• [Request] Reproduce every line of the following records verbatim, keeping each character, space, and line break unchanged.

• [Records provided]
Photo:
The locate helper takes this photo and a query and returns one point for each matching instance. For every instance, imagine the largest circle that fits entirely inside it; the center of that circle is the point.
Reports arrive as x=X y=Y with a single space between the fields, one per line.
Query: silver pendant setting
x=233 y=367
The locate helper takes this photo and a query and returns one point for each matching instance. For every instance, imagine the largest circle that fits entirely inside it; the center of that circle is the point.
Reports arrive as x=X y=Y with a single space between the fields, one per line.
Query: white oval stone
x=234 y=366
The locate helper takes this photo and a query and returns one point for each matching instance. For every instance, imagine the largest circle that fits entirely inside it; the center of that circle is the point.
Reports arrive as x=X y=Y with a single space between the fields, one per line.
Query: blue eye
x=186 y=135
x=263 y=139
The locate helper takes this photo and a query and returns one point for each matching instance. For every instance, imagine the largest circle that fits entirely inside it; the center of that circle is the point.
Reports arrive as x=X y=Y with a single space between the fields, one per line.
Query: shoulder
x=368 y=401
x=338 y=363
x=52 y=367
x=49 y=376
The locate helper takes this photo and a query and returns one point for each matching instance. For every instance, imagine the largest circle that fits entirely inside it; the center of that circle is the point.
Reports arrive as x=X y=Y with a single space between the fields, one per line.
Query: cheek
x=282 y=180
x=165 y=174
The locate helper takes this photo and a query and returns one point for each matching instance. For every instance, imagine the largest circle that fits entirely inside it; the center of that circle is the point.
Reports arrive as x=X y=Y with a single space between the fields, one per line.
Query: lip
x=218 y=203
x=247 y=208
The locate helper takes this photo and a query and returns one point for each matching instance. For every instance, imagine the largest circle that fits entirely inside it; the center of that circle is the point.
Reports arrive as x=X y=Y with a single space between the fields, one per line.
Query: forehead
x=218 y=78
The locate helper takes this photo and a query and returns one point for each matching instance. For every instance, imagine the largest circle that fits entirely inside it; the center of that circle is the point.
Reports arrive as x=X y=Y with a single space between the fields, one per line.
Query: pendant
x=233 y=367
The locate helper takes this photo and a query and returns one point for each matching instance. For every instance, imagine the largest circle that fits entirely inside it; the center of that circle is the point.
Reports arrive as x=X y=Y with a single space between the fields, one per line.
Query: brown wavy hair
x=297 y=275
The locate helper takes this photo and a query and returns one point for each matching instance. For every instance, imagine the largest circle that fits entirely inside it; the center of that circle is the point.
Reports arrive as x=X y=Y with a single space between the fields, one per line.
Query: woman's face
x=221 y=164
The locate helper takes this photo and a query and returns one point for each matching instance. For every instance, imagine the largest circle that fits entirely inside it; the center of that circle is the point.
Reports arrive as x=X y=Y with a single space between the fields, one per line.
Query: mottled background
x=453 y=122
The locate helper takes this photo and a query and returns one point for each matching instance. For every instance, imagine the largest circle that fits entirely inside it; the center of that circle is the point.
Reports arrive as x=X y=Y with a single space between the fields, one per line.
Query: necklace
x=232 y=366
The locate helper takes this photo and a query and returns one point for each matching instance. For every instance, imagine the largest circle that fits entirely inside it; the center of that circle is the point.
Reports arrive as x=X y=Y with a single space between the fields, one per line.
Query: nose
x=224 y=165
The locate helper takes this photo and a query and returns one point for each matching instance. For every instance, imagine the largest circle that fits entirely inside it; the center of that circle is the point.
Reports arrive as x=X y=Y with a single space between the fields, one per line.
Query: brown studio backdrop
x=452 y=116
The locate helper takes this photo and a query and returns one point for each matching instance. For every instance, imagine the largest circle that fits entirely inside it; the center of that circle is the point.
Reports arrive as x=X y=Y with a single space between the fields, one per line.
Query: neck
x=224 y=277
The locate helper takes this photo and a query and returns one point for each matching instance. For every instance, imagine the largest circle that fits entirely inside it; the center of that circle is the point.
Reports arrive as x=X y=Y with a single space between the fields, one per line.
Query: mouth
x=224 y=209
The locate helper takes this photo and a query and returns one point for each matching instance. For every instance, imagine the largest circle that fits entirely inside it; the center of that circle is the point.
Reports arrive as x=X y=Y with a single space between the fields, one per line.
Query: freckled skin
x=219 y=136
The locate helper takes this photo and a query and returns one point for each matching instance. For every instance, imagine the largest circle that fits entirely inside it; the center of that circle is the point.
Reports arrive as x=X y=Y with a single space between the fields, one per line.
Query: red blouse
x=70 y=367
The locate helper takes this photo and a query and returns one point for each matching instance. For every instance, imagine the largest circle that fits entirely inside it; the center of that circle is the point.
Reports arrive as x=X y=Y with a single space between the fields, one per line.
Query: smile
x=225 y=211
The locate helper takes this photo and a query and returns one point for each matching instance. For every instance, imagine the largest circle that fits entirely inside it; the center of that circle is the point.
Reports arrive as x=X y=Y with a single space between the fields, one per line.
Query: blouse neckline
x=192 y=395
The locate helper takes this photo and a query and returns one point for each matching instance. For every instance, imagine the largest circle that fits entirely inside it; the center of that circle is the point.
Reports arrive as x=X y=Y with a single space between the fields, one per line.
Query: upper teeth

• [Solved exercise]
Photo:
The locate helper takes this photo and a query and returns one point for each matching instance. For every instance, imagine the largest circle that fits entirely inside it; the center of that circle is the point.
Reports arrive as x=X y=Y with a single space between the fields, one per line.
Query: silver pendant setting
x=233 y=367
The locate helper takes this photo and a query and returns one point for each matching instance. For every instance, imagine the largest circle that fits entirely inside it; the center of that circle is the point.
Reports arrive as x=X y=Y with a single space between the fields, one per line.
Query: white oval stone
x=234 y=366
The locate helper takes this photo and a query and returns one point for each matching instance. For every instance, imagine the largest circle that fits entirely inside it; the center of that circle is the point.
Reports arrive as x=X y=Y with a single space between the fields, one per line.
Query: blue eye
x=186 y=135
x=263 y=139
The locate helper takes this photo and a query and returns one point for each matching instance. For every instance, imagine the largest circle that fits entirely inside it; the center of that circle is the point.
Reports arrive as x=X y=Y with a single space between the fields, one per line.
Query: shoulder
x=368 y=401
x=338 y=363
x=52 y=367
x=49 y=376
The locate helper takes this photo and a query and returns one point for each matching instance. For every instance, imagine the largest circle that fits entirely inside it; the center of that circle is the point.
Reports arrive as x=X y=Y with a single space between the fields, one per line.
Query: cheek
x=282 y=180
x=165 y=174
The locate helper takes this photo and a query and returns one point for each matching instance. For every instance, imagine the largest circle that fits entirely inside it; the center of that circle is the point.
Reports arrive as x=X y=Y with a single space between the fields, one per line.
Query: lip
x=218 y=203
x=247 y=208
The locate helper takes this photo and a query and returns one point for each matching instance. For every instance, imagine the largest circle that fits entirely inside it; the center of that circle is the point.
Reports arrive as x=X y=Y with a single space between the fields, one per line.
Query: forehead
x=218 y=78
The locate helper takes this photo and a query and returns one point for each matching instance. For every instance, imagine the largest circle that fits entirely inside it; the center of that circle is the point.
Reports arrive as x=X y=Y with a single space between the fields, one per line.
Query: pendant
x=233 y=367
The locate helper takes this photo and a query and returns one point for each matching instance. For every instance, imagine the largest circle that fits entirely inside it; the center of that circle is the point.
Reports arrive as x=X y=Y with a single space between the fields, one per line.
Query: brown wavy hair
x=297 y=275
The locate helper takes this photo and a query and returns one point for each matching instance. For every instance, imagine the largest circle that fits entirely inside it; the center of that circle is the point.
Reports arrive as x=X y=Y with a single space between the fields, one per line.
Query: woman's face
x=221 y=164
The locate helper takes this photo and a query and returns one point for each matching instance. For every instance, imagine the largest circle that fits entirely inside it; the center of that circle is the point.
Reports arrive as x=X y=Y with a single space between the fields, one per line.
Query: mottled background
x=453 y=122
The locate helper takes this photo and a query and returns one point for each matching instance. For every instance, imagine the largest circle that fits entirely inside it; the center of that circle is the point.
Reports arrive as x=X y=Y with a single space between the fields, one per line.
Query: necklace
x=232 y=366
The locate helper takes this photo and a query and returns one point for each matching instance. For every instance, imagine the largest circle that fits entirely inside it; the center of that circle is the point.
Reports arrive as x=X y=Y with a single space between the fields, one per line.
Query: nose
x=224 y=165
The locate helper takes this photo and a query and returns one point for each matching instance. For every instance, imagine the largest circle that fits entirely inside it; the center of that circle is the point.
Reports arrive as x=X y=Y with a single space between the fields, one per line.
Query: brown studio backdrop
x=452 y=116
The locate helper takes this photo and a query and returns one point for each matching instance. For every instance, imagine the largest circle that fits entirely inside it; the center of that circle is the point.
Reports arrive as x=X y=Y with a single space between the fields, one per line.
Query: neck
x=224 y=277
The locate helper takes this photo and a query and returns one point for each matching instance. For every instance, imagine the largest circle that fits entirely inside it; the center of that circle is the point.
Reports arrive as x=X y=Y with a single space between the fields, one per line.
Query: mouth
x=224 y=209
The locate helper takes this photo and a query and returns one point for each matching instance. For every instance, imagine the largest circle that fits entirely inside it; the center of that circle is the point.
Reports arrive as x=X y=Y with a single space between the fields, one per line.
Query: freckled skin
x=219 y=136
The locate helper takes this photo and a query and returns one point for each matching instance. For every instance, imagine the largest circle that fits entirely inside it; the center of that circle is the point.
Reports arrive as x=X y=Y with a single space between the fields, one per line.
Query: red blouse
x=70 y=367
The locate helper takes this photo and a query and returns one point for each matching instance. For every instance, imagine the largest circle that fits entirely inside it; the center of that circle is the point.
Reports arrive as x=X y=Y with a single space between the fields, one per line.
Query: smile
x=225 y=211
The locate helper takes this photo and a query and returns one point for each matching instance. For every instance, imagine the largest circle that fits entirely inside it; the center of that circle is the point.
Reports arrive as x=X y=Y with a single space between the fields, one per line.
Query: blouse neckline
x=192 y=395
The locate helper takes this photo and a query and returns one point for each matching instance. For every instance, imagine the largest circle that fits entirely inside it; the center of that circle is the point.
Reports arrive as x=X y=Y with a single space between the fields, one per line.
Query: upper teeth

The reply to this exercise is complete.